» EXERCISE REQUIREMENTS
Please repeat each line of the data exactly, with nothing left out.

======== EXCERPTED RECORDS

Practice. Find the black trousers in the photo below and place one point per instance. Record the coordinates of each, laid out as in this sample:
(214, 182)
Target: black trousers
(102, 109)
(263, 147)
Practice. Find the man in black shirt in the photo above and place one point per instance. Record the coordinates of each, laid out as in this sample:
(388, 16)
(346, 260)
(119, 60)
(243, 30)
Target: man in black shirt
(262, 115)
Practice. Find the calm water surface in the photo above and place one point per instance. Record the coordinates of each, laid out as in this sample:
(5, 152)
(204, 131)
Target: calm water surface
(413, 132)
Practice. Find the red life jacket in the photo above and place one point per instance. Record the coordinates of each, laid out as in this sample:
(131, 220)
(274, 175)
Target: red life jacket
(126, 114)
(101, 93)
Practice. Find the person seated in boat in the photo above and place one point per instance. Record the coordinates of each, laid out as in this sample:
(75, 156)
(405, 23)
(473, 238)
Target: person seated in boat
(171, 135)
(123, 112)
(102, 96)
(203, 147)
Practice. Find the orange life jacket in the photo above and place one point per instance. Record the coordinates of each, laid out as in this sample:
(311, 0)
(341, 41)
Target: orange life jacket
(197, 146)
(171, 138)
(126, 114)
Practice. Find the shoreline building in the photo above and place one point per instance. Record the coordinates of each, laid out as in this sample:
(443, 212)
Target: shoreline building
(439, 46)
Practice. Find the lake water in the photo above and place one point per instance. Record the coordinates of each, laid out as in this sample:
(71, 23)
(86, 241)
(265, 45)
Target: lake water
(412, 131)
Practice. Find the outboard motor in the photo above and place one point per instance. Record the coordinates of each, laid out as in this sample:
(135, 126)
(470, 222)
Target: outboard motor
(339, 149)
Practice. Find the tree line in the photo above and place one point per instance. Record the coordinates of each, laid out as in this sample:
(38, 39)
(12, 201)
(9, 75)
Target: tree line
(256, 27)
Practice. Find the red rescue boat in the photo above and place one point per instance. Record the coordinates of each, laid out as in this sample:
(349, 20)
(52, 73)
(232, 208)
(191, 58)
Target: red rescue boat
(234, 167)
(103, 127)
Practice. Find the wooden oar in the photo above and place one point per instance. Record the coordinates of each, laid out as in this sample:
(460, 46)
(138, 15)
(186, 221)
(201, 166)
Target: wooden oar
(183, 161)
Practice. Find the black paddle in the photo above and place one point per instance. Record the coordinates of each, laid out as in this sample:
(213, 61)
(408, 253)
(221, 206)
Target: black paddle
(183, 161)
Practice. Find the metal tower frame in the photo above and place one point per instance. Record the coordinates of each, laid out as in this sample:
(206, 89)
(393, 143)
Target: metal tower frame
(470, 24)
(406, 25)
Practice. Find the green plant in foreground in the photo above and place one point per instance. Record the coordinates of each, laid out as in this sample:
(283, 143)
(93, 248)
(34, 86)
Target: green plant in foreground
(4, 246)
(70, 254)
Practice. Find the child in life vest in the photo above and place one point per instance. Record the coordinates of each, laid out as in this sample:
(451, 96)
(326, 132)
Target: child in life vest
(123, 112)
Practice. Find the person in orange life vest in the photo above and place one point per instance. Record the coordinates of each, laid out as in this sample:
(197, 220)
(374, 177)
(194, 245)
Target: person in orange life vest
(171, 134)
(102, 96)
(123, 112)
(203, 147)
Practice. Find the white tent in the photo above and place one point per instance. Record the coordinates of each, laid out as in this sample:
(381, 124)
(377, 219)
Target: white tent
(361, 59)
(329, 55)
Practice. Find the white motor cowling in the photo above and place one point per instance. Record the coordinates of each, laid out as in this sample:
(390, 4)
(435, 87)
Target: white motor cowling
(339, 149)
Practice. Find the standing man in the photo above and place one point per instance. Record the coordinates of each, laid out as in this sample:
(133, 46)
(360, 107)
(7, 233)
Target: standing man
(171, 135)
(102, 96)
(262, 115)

================

» SOLUTION BELOW
Practice. Find the black trousers in the photo below and place one point per instance. Record the coordinates of each, laid out as in this sample:
(214, 182)
Target: black trousers
(102, 109)
(263, 147)
Practice. Find the man in black shirt in the photo above and place one point per instance. Record the coordinates of each, laid out as in this sample:
(388, 16)
(346, 260)
(119, 60)
(243, 30)
Target: man in black shirt
(262, 115)
Practice. Find the calm water surface in the photo above and place one point per instance. Record the coordinates of each, laid out as in this sample:
(5, 152)
(204, 131)
Target: calm water surface
(413, 132)
Practice. Find the red life jacket in the photo above and place one point per instance. Record the coordinates of each, laid out as in this sample:
(131, 220)
(274, 175)
Target: red life jacket
(126, 114)
(101, 93)
Practice. Find the person seated in boat in the photo above and place one point per instance. Record the coordinates of each, laid out as in this sample:
(75, 156)
(405, 23)
(473, 238)
Target: person seated in boat
(171, 135)
(123, 112)
(102, 96)
(203, 147)
Practice. Find the orange life jacket in the photo above and place one point per instance. Record the coordinates of each, laid out as in this sample:
(311, 0)
(341, 41)
Target: orange life jacket
(197, 146)
(171, 138)
(126, 114)
Practice. Find the shoreline building in the photo above and place one point per instance. Record the coordinates of each, laid out as in this sample:
(443, 212)
Target: shoreline building
(439, 46)
Practice. Find the lake water in the photo above and place one point per instance. Record the coordinates of each, laid out as in this sample:
(71, 23)
(86, 241)
(265, 45)
Target: lake water
(412, 131)
Practice. Find the outboard motor in the photo above and place one point per instance. Record the coordinates of each, laid out as in this sample:
(135, 126)
(470, 222)
Target: outboard motor
(339, 149)
Practice. Find the tree line in the photo above and place one point per instance. Record the coordinates of each, laid out as in this sample:
(38, 39)
(12, 201)
(9, 75)
Target: tree line
(256, 27)
Practice. Find the red rescue boat in the photo above and place one point per instance. Record the coordinates of each, laid out as in this sample:
(349, 20)
(52, 73)
(232, 208)
(191, 58)
Target: red rescue boat
(234, 167)
(103, 127)
Practice. Find the wooden oar in the photo above and place one point per instance. Record the coordinates of each, laid out as in this sample:
(460, 46)
(138, 15)
(186, 221)
(201, 166)
Target: wooden oar
(183, 161)
Practice. Find the black paddle in the photo above and place one point per instance. Record the coordinates of each, laid out as in this sample:
(213, 61)
(408, 253)
(221, 206)
Target: black paddle
(183, 161)
Practice. Find the metal tower frame in the photo above and place one point per instance. Record the coordinates of each, laid out as in this sample:
(206, 89)
(393, 143)
Target: metal tower frame
(470, 24)
(406, 25)
Practice. Find the green plant in foreground in the photo above and place one point per instance. Record the coordinates of each, laid out as in this sample:
(283, 143)
(93, 248)
(34, 86)
Target: green plant in foreground
(4, 246)
(70, 254)
Practice. Find the child in life vest in the photo above and place one point per instance. Record the coordinates of each, laid out as in this sample:
(451, 96)
(326, 132)
Target: child in life vest
(123, 112)
Practice. Find the person in orange life vest in the photo above and place one point per instance. Record the coordinates of each, laid out as in this sample:
(197, 220)
(374, 177)
(194, 245)
Target: person in orange life vest
(171, 134)
(102, 96)
(123, 112)
(203, 147)
Practice. Find the white tent in the photo above and place one point per instance. Record the coordinates of each, laid out as in this sample:
(381, 124)
(377, 219)
Target: white tent
(361, 59)
(329, 55)
Practice. Find the white motor cowling in the photo above and place one point per instance. Record the coordinates of each, laid out as in this sample:
(390, 4)
(435, 87)
Target: white motor cowling
(339, 149)
Practice. Find the standing man in the photo above and place one point per instance. Record the coordinates of each, laid out as in this sample:
(133, 46)
(360, 107)
(7, 233)
Target: standing man
(171, 135)
(102, 96)
(262, 115)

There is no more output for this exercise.